# [Problem requirements]
Every record needs to be repeated exactly; its pictures do not.

^^^^^^^^

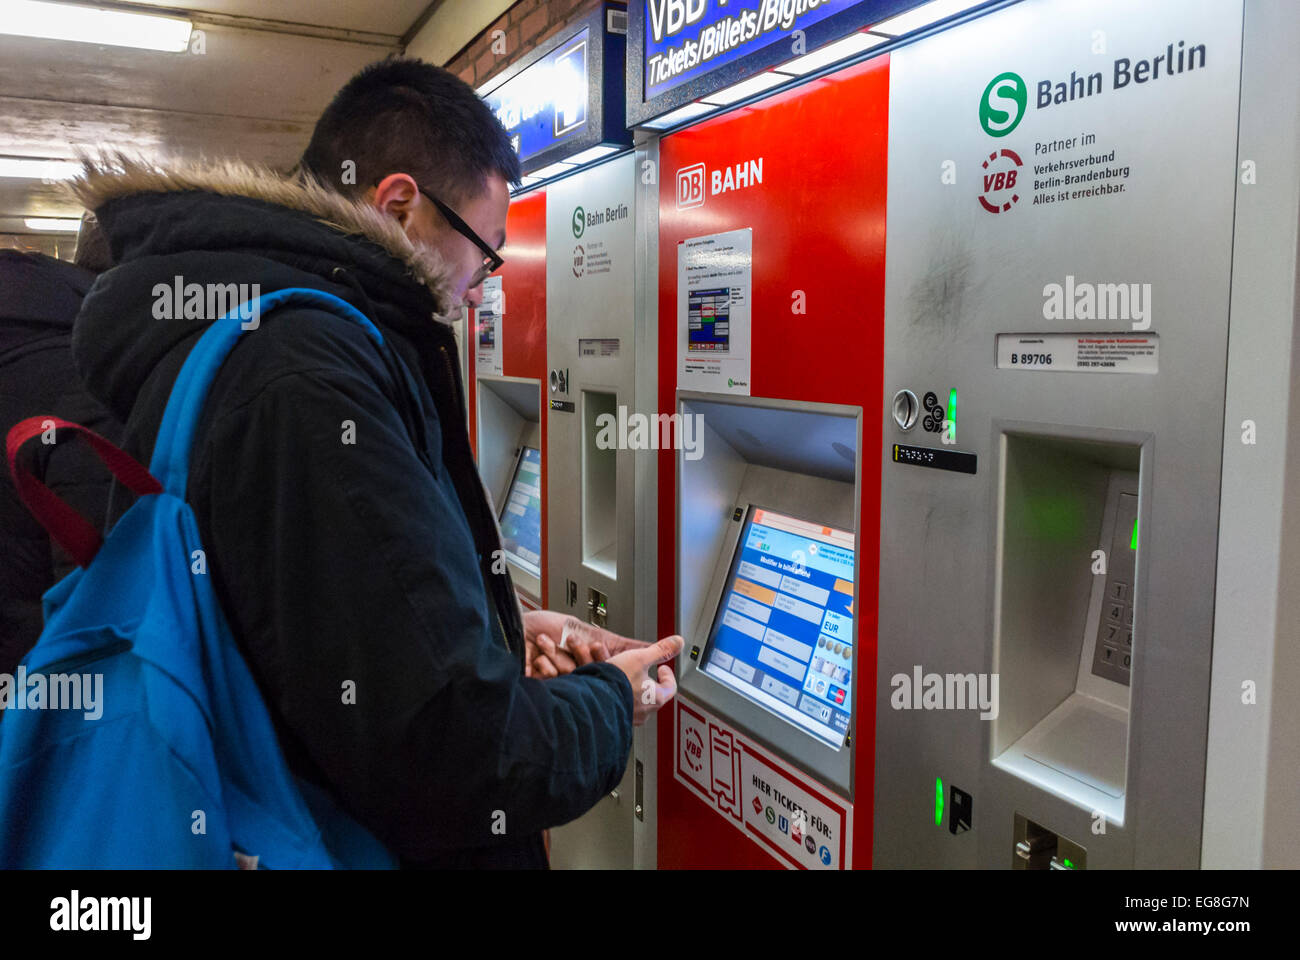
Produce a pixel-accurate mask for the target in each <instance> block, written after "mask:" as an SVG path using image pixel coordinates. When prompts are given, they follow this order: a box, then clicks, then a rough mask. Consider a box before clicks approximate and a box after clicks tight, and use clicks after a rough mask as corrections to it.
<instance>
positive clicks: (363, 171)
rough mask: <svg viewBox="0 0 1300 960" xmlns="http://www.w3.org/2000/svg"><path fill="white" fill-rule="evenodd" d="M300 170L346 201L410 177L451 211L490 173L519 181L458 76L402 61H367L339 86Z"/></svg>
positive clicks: (477, 108)
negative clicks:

^^^^^^^^

# [Finished task]
Produce a pixel-accurate mask for the target in each <instance> block, written after "mask:" as an SVG path using image pixel coordinates. When prompts are given, they follow this order: a box, then clicks, then a rough mask. Consider a box before clicks approximate and a box after clicks tight, and use clicks after a rough mask as corrections to it.
<instance>
positive clicks: (363, 171)
rough mask: <svg viewBox="0 0 1300 960" xmlns="http://www.w3.org/2000/svg"><path fill="white" fill-rule="evenodd" d="M300 170L346 201L410 177L451 211L490 173L519 181L458 76L402 61H367L339 86Z"/></svg>
positive clicks: (477, 108)
negative clicks:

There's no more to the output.